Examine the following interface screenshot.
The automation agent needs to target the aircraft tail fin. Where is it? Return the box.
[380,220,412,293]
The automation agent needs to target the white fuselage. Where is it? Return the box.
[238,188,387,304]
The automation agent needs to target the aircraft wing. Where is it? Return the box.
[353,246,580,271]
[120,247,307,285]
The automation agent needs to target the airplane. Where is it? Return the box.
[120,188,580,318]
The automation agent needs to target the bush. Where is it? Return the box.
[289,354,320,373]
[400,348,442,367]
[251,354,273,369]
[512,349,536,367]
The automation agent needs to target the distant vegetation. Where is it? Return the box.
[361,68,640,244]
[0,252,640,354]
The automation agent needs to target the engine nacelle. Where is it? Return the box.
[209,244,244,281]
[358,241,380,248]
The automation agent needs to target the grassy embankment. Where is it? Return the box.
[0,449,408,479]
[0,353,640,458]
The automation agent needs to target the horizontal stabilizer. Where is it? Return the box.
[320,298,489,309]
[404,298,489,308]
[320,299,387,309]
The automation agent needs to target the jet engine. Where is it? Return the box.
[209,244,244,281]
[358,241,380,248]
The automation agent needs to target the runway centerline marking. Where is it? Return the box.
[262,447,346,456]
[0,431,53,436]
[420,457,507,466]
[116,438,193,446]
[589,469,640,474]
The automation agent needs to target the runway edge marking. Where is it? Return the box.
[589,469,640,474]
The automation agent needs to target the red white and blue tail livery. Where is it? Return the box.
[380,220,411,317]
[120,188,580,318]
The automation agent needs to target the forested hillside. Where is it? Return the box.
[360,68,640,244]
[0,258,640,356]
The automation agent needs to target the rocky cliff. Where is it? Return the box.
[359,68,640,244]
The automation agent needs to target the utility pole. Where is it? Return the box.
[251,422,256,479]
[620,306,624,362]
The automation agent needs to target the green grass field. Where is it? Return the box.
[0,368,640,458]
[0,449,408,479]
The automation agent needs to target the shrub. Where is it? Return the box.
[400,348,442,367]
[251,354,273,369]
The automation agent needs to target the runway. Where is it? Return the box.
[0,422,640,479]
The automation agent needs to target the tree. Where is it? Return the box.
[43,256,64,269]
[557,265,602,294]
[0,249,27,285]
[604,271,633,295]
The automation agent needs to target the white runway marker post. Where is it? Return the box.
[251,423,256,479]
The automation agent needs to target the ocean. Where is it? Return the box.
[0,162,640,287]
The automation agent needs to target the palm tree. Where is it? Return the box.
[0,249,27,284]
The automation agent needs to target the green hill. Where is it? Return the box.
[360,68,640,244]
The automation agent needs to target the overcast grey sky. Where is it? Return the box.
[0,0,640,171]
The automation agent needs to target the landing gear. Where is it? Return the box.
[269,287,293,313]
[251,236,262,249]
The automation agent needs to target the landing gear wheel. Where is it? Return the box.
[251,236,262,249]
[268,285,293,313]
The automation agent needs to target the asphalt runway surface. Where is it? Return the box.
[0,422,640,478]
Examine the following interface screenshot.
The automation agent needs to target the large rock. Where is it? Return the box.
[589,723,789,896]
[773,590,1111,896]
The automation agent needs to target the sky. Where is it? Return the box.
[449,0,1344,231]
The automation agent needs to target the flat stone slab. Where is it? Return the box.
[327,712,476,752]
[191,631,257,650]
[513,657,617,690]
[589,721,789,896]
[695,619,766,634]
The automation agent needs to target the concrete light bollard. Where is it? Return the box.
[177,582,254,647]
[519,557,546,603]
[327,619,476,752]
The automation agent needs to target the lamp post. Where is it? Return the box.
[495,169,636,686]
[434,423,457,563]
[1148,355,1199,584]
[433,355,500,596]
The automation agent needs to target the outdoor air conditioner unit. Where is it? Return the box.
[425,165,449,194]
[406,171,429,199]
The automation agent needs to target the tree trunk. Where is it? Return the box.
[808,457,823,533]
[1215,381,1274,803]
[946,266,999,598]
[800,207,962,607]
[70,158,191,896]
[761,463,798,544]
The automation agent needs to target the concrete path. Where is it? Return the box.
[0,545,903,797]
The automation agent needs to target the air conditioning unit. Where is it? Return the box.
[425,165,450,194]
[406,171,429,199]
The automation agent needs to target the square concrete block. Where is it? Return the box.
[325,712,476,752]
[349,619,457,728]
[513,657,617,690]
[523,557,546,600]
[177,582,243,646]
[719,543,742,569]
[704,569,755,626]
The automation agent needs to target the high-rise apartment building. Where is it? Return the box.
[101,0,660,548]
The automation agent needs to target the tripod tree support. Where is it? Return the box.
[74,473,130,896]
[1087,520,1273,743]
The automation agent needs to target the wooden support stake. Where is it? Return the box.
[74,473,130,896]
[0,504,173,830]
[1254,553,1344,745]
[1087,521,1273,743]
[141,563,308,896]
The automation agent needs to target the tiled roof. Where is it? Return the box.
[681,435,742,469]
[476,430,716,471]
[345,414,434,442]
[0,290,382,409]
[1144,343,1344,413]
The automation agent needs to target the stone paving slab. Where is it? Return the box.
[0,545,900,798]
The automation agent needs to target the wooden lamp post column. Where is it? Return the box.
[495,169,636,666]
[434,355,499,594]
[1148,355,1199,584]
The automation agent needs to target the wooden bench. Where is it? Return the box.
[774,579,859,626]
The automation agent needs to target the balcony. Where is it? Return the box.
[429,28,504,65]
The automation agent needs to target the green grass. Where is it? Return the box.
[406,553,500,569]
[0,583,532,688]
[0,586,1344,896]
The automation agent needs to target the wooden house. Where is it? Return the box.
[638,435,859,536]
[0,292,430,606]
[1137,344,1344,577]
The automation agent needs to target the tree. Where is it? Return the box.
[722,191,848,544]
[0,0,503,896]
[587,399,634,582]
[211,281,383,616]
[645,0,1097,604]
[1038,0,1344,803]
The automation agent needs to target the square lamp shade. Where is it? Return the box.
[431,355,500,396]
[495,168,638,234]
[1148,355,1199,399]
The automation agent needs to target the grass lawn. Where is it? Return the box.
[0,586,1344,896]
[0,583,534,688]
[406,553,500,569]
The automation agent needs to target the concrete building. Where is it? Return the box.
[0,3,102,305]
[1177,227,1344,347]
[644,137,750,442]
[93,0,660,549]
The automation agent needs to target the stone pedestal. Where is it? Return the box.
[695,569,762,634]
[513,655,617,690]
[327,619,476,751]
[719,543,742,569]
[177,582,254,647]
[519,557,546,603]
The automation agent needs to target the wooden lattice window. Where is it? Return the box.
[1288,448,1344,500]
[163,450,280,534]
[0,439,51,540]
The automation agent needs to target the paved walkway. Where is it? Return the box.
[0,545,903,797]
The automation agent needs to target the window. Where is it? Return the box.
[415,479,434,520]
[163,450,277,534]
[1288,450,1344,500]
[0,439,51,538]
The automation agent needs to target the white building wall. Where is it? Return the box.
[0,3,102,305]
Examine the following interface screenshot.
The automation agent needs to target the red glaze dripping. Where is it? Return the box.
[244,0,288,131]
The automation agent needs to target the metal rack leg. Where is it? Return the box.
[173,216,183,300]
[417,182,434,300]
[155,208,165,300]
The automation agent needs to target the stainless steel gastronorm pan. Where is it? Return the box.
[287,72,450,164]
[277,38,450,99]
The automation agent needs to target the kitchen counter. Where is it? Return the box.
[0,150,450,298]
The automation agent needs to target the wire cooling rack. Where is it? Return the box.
####################
WRITTEN REQUEST: Copy the data again from its first line through the line that has "[0,252,640,354]", requests included. Multiply every box coordinate in the answers by 2.25 and round each to a whole number, with halves going up.

EXERCISE OUTPUT:
Examine the following interface screenshot.
The automation agent needs to target the aircraft tail fin. Where is it? Return the box.
[855,495,927,659]
The automation agent needs to target the white fuselage. Where is it? Return the box.
[536,423,871,684]
The automation agent needs to target the aircraft wing. Where is it? Return the box.
[794,554,1305,610]
[270,556,691,641]
The automation agent needs to target the airplane. Where is it? Return the box.
[270,423,1305,716]
The automation agent needs to target the bush. Where is it? Return the box.
[650,797,720,839]
[900,783,995,826]
[565,797,614,830]
[1152,785,1206,826]
The automation agent needs to target the distant vegetation. Where is it? Return the box.
[812,153,1440,549]
[0,567,1440,797]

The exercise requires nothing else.